- Excerpt

******************************

I feel like I'm taking crazy pills sometimes. You have a file with a set of snippets and you prefer to ask the AI to hopefully run them instead of just running it yourself?

lreeves · 2 months ago

The commands aren't the special sauce, it's the analytical capabilities of the LLM to view the outputs of all those commands and correlate data or whatever. You could accomplish the same by prefilling a gigantic context window with all the logs but when the commands are presented ahead of time the LLM can "decide" which one to run based on what it needs to do.

mritchie712 · 2 months ago

the snippets are examples. You can ask hundreds of variations of similar, but different, complex questions and the LLM can adjust the example for that need.

I don't have a snippet for, "find all 500's for the meltano service for duckdb syntax errors", but it'd easily nail that given the existing examples.

light_hue_1 · 2 months ago

Yes. I'm not the poster but I do something similar.

Because now the capabilities of the model grow over time. And I can ask questions that involve a handful of those snippets. When we get to something new that requires some doing, it becomes another snippet.

I can offload everything I used to know about an API and never have to think about it again.

theshrike79 · 2 months ago

The AI will run whatever command it figures out might work, which might be wasteful and taint the context with useless crap.

But when you give it tools for retrieving all client+server logs combined (for a web application), it can use it and just get what it needs as simply as possible.

Or it'll start finding a function by digging around code files with grep, if you provide a tool that just lists all functions, their parameters and locations, it'll find the exact spot in one go.

******************************

- Listed records

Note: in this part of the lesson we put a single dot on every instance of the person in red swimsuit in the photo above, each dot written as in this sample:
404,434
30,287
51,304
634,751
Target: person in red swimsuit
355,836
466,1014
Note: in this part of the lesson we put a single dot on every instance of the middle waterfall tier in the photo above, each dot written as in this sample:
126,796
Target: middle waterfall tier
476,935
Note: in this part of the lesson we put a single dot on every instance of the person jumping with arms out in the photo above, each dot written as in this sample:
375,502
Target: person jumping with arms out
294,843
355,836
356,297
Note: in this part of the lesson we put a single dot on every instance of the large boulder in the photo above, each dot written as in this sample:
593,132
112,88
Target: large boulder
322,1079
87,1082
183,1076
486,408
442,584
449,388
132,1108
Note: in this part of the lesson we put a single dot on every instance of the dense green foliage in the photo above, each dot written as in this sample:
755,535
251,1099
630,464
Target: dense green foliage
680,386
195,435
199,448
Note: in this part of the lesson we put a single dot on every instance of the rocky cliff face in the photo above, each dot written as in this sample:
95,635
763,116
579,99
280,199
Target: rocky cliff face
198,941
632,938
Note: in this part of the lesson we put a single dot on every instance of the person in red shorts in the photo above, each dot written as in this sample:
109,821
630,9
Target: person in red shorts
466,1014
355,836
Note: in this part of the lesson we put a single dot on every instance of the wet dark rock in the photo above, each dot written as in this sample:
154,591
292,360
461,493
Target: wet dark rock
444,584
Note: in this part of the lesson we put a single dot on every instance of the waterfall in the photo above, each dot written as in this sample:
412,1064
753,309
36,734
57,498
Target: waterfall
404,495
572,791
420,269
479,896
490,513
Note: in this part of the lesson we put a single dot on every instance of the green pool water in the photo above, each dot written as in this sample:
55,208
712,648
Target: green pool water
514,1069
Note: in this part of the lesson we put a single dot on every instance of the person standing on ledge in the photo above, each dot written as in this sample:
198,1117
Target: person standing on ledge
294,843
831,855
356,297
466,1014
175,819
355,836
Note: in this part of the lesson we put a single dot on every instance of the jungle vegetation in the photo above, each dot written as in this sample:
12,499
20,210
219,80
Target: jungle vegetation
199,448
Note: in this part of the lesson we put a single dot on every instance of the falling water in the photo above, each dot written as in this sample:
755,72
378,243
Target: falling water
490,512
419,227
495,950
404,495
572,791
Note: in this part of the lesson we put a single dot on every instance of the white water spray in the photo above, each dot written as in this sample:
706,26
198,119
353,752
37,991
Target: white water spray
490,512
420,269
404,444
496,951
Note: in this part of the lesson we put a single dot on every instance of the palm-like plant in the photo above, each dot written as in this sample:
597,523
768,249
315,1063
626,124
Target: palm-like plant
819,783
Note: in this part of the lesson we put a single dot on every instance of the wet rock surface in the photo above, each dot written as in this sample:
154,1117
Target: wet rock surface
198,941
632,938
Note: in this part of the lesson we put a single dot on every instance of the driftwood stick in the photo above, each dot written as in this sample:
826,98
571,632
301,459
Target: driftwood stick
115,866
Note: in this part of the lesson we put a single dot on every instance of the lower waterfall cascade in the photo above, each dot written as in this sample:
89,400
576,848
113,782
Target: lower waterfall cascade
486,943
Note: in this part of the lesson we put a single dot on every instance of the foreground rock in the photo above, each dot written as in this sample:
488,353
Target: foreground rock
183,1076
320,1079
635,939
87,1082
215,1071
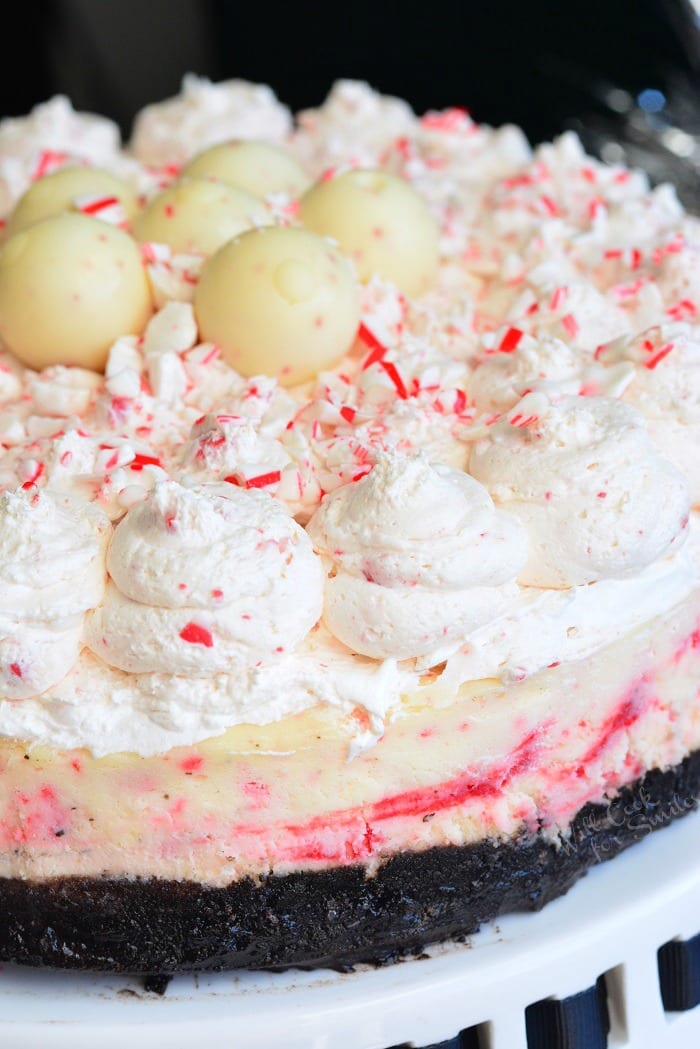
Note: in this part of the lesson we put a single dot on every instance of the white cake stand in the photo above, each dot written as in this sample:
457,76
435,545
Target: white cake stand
612,922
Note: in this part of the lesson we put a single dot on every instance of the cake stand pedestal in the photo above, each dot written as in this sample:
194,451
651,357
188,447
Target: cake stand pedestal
474,994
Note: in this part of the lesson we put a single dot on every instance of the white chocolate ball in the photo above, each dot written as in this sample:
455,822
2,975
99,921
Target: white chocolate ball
195,216
279,302
69,286
381,222
254,166
59,191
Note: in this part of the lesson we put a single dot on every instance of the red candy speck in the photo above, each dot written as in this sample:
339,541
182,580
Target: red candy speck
510,341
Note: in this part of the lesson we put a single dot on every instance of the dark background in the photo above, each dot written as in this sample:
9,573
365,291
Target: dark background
544,64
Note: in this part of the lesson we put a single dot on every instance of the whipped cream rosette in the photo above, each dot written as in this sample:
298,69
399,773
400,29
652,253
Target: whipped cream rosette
419,558
582,476
51,572
205,580
206,113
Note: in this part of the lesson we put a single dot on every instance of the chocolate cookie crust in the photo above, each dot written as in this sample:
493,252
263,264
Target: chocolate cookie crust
331,918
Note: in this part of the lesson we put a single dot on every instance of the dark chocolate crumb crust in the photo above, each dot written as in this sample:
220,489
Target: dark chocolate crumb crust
331,918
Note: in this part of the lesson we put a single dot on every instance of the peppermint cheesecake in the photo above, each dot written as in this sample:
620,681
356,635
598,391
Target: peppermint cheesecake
349,556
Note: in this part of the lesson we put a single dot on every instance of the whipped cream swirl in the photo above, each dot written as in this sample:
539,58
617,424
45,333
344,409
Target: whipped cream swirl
584,478
205,580
420,557
665,388
51,572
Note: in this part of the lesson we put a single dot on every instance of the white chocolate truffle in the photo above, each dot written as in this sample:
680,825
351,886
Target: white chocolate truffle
278,302
59,192
254,166
195,216
381,222
69,286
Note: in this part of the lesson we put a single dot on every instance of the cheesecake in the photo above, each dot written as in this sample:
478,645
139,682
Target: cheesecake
349,550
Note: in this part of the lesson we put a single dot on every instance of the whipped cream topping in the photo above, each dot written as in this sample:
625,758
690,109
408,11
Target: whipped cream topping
51,136
547,627
204,579
204,114
545,256
404,581
51,572
584,478
665,388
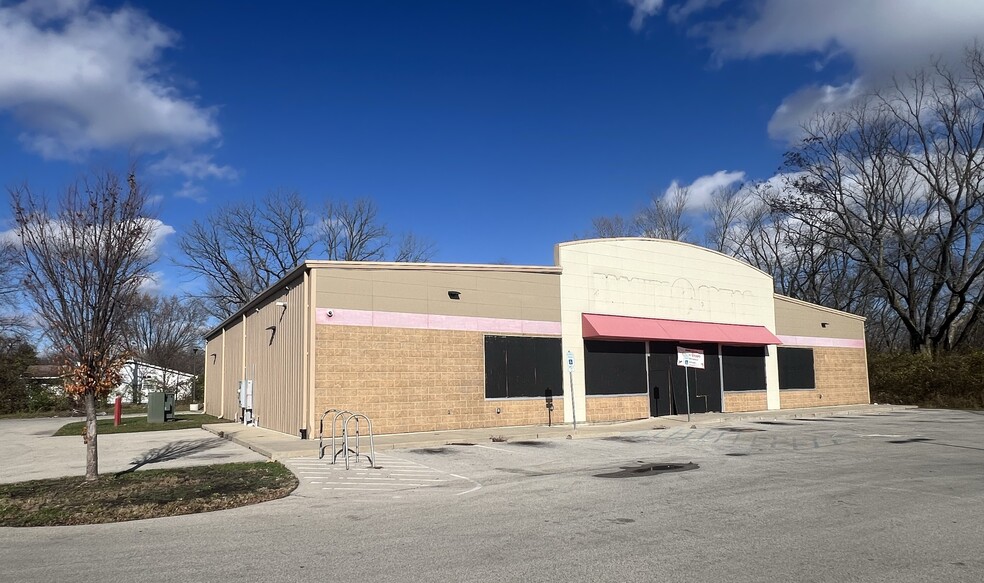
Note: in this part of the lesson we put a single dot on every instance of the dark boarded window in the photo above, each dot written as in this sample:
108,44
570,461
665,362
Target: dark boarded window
796,368
743,368
519,366
614,368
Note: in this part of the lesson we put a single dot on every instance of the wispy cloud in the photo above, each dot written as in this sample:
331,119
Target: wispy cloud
196,166
77,77
701,189
879,38
192,191
642,10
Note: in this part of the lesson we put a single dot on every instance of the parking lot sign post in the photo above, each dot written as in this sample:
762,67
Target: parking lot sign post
689,358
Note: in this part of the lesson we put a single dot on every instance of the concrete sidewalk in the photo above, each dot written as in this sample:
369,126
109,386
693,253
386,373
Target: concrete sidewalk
279,446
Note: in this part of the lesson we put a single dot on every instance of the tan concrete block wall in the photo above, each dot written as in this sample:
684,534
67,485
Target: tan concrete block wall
739,401
616,408
842,379
409,380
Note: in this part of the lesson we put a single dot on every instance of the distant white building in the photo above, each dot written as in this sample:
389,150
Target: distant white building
142,378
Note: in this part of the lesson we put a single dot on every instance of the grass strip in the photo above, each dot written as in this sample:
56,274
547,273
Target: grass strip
144,494
137,424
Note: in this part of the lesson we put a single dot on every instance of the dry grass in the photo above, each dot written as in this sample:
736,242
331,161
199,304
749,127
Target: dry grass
146,494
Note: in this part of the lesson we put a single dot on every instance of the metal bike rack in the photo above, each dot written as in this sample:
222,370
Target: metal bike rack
347,418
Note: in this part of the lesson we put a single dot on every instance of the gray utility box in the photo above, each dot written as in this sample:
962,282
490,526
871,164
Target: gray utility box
160,407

******************************

- What you need to do
Extend the forum thread about giving an LLM command snippets and tools, starting after its last comment. The data plays no part in what follows.

- Task answer
qazxcvbnmlp · 2 months ago

You dont ask the ai to run the commands. you say "build and test this feature" and then the AI correctly iterates back and forth between the build and test commands until the thing works.

lsaferite · 2 months ago

Just as a related aside, you could literally make that bottom section into a super simple stdio MCP Server and attach that to Claude Code. Each of your operations could be a tool and have a well-defined schema for parameters. Then you are giving the LLM a more structured and defined way to access your custom commands. I'm pretty positive there are even pre-made MCP Servers that are designed for just this activity.

Edit: First result when looking for such an MCP Server: https://github.com/inercia/MCPShell

theshrike79 · 2 months ago

The problem with MCP is that it's not composeable.

With separate tools or command snippets the LLM can run one command, feed the result to another command and grep that result for whatever it needs. One composed command or script and it gets exactly what it needed.

With MCPs it'd need to run every command separately, spending precious context for shuffling data from MCP tool to another.

gbrindisi · 2 months ago

wouldn't this defeat the point? Claude Code already has access to the terminal, adding specific instruction in the context is enough

chriswarbo · 2 months ago

I use a similar file, but just for myself (I've never used an LLM "agent"). I live in Emacs, but this is the only thing I use org-mode for: it lets me fold/unfold the sections, and I can press C-c C-c over any of the code snippets to execute it. Some of them are shell code, some of them are Emacs Lisp code which generates shell code, etc.

stpedgwdgfhgdd · 2 months ago

I do something similar, but the problem is that claude.md keeps on growing.

To tackle this, I converted a custom prompt into an application, but there is an interesting trade-off. The application is deterministic. It cannot deal with unknown situations. In contrast to CC, which is way slower, but can try alternative ways of dealing with an unknown situation.

I ended up with adding an instruction to the custom command to run the application and fix the application code (TDD) if there is a problem. Self healing software… who ever thought

e12e · 2 months ago

You're letting the LLM execute privileged API calls against your production/test/staging environment, just hoping it won't corrupt something, like truncate logs, files, databases etc?

Or are you asking it to provide example commands that you can sanity check?

I'd be curious to see some more concrete examples.

tayloramurphy · 2 months ago

Fun to see Meltano mentioned here :)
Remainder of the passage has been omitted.